* [Record list]
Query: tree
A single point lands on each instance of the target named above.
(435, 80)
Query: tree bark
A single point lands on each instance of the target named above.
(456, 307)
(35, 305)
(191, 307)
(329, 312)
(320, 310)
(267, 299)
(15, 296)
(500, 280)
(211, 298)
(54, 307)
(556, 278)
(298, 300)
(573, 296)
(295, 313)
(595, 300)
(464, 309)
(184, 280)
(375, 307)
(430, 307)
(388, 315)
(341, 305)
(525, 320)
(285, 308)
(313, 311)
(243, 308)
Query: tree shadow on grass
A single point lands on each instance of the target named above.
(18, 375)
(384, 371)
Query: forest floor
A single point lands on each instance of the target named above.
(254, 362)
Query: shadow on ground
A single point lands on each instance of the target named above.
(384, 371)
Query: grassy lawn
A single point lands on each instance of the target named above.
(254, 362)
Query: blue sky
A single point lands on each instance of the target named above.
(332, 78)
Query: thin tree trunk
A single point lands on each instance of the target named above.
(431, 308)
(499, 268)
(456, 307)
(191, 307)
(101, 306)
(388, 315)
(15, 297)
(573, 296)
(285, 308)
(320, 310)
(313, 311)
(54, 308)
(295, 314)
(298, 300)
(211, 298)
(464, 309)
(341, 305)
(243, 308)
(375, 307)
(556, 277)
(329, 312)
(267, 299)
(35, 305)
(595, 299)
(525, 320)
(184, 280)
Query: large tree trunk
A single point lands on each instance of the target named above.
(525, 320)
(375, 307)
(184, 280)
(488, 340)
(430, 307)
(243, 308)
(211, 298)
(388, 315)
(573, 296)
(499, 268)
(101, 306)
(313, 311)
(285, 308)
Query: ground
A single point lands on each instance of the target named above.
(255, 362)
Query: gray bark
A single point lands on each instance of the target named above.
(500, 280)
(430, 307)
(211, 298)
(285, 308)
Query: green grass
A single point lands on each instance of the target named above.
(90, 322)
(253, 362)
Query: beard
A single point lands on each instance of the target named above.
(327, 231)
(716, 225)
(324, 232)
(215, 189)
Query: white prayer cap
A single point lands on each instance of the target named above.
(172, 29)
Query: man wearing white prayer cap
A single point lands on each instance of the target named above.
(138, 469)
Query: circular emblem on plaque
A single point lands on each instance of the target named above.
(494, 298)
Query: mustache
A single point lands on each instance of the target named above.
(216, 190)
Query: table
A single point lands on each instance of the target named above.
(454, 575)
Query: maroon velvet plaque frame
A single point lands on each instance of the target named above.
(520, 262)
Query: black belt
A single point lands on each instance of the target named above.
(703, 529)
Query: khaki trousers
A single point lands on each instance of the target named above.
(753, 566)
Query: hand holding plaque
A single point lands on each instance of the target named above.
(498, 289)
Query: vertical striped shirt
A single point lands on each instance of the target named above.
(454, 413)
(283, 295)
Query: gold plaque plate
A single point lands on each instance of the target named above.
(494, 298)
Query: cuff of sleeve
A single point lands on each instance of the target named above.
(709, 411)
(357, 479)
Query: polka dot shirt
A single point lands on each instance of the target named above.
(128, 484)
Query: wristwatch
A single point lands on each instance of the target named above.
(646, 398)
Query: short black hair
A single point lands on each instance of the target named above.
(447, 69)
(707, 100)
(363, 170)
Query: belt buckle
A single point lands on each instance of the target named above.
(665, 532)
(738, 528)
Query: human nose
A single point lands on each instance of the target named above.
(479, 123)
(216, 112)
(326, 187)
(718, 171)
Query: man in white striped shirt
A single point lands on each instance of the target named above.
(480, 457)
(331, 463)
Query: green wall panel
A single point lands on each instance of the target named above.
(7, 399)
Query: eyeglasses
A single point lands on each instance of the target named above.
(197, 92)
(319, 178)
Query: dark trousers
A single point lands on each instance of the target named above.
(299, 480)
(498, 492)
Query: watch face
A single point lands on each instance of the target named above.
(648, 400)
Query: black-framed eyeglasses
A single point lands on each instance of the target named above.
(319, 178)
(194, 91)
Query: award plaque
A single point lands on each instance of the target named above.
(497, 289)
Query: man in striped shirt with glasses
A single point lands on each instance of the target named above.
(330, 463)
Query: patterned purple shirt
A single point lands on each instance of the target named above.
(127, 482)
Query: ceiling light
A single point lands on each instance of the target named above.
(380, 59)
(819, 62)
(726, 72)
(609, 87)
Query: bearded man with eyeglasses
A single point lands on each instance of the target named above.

* [Task objective]
Copy every item above word for word, keeping each line as it stands.

* [Output for this task]
Query: tree
A single point lands on each instance of the target named above.
(435, 80)
Query: tree bark
A single point lands on each instance of the target named above.
(456, 307)
(35, 305)
(191, 307)
(329, 312)
(320, 310)
(267, 299)
(15, 296)
(500, 280)
(211, 298)
(54, 307)
(556, 278)
(298, 300)
(573, 296)
(295, 313)
(595, 300)
(464, 309)
(184, 280)
(375, 307)
(430, 307)
(388, 315)
(341, 305)
(525, 320)
(285, 308)
(313, 311)
(243, 308)
Query: tree shadow on grass
A single point lands on each instance of the target named above.
(18, 375)
(384, 371)
Query: forest floor
A single point lands on each instance of the target named above.
(254, 362)
Query: shadow on ground
A single point lands on each instance of the target named above.
(384, 371)
Query: grassy lawn
A single point lands on each instance of the target named above.
(254, 362)
Query: blue sky
A single point lands on each instance of the target named above.
(332, 78)
Query: thin tree trunk
A single point lands on each instance of the target named above.
(431, 308)
(499, 268)
(456, 307)
(191, 307)
(101, 306)
(388, 315)
(15, 297)
(573, 296)
(285, 308)
(320, 310)
(313, 311)
(54, 308)
(295, 314)
(298, 300)
(211, 298)
(464, 309)
(341, 305)
(243, 308)
(375, 307)
(556, 277)
(329, 312)
(267, 299)
(35, 305)
(595, 299)
(525, 320)
(184, 280)
Query: large tree trunk
A single point lands on each instance of the target named above.
(525, 320)
(375, 307)
(184, 280)
(488, 340)
(430, 307)
(243, 308)
(211, 298)
(388, 315)
(573, 296)
(499, 268)
(101, 306)
(313, 311)
(285, 308)
Query: ground
A single point lands on each instance of the target named above.
(255, 362)
Query: gray bark
A single point lands on each instance of the target named above.
(500, 280)
(430, 307)
(211, 298)
(285, 308)
Query: green grass
A single point lands on each instance of the target named above.
(90, 322)
(253, 362)
Query: beard
A single point lands on each instance of the target named above.
(327, 231)
(716, 225)
(324, 232)
(215, 189)
Query: white prayer cap
A single point lands on each instance of the target named above.
(172, 29)
Query: man wearing white prayer cap
A single point lands on each instance of the target named above.
(138, 469)
Query: circular emblem on plaque
A single point lands on each instance of the target named above.
(494, 298)
Query: mustache
A single point lands on each instance of the target named above.
(216, 190)
Query: table
A single point lands on each instance of the target named above.
(454, 575)
Query: maroon velvet plaque frame
A single point lands on each instance of the target named above.
(520, 262)
Query: black belt
A single point lands on each instance of the target named above.
(703, 529)
Query: khaki trousers
A single point lands on each instance of the target named above.
(753, 566)
Query: hand holding plaque
A single point lands on each instance of the target named above.
(498, 289)
Query: vertical striped shirt
A single point lands on each instance of the target named above.
(454, 413)
(283, 295)
Query: gold plaque plate
A single point lands on each instance of the target named above.
(494, 298)
Query: cuff of sleeve
A single point lands on each instance of the target named above.
(709, 411)
(357, 479)
Query: polka dot shirt
A single point lands on each instance of the target named above.
(128, 484)
Query: wristwatch
A single point lands on each instance of the target named above.
(646, 398)
Query: short black hair
A single point lands on each instance of the target named above.
(447, 69)
(707, 100)
(363, 170)
Query: belt buckle
A single point lands on each instance of the target named above.
(665, 532)
(738, 528)
Query: human nose
A single point lands on each instance of the target named above.
(479, 123)
(216, 112)
(326, 187)
(718, 171)
Query: man in white striped shirt
A single point lands on each instance of the target named above.
(480, 457)
(331, 463)
Query: green wall panel
A single point lands on each instance of the target named above.
(7, 399)
Query: eyeglasses
A single point lands on each instance of the target named above.
(197, 92)
(319, 178)
Query: dark trousers
A single point lands on each instance of the target named above.
(299, 480)
(498, 492)
Query: watch face
A single point lands on each instance of the target named above.
(648, 400)
Query: black-framed eyeglasses
A single point lands on each instance of the target named above.
(319, 178)
(194, 91)
Query: award plaque
A single point lands on each instance of the target named above.
(497, 289)
Query: man in striped shirt with glasses
A single point lands on each instance of the target named above.
(330, 463)
Query: patterned purple shirt
A single point lands on each instance of the target named above.
(127, 482)
Query: ceiling light
A single point lands on each instance of the target named above.
(380, 59)
(819, 62)
(726, 72)
(609, 87)
Query: bearded man with eyeglasses
A single point lands on each instance of the target named above.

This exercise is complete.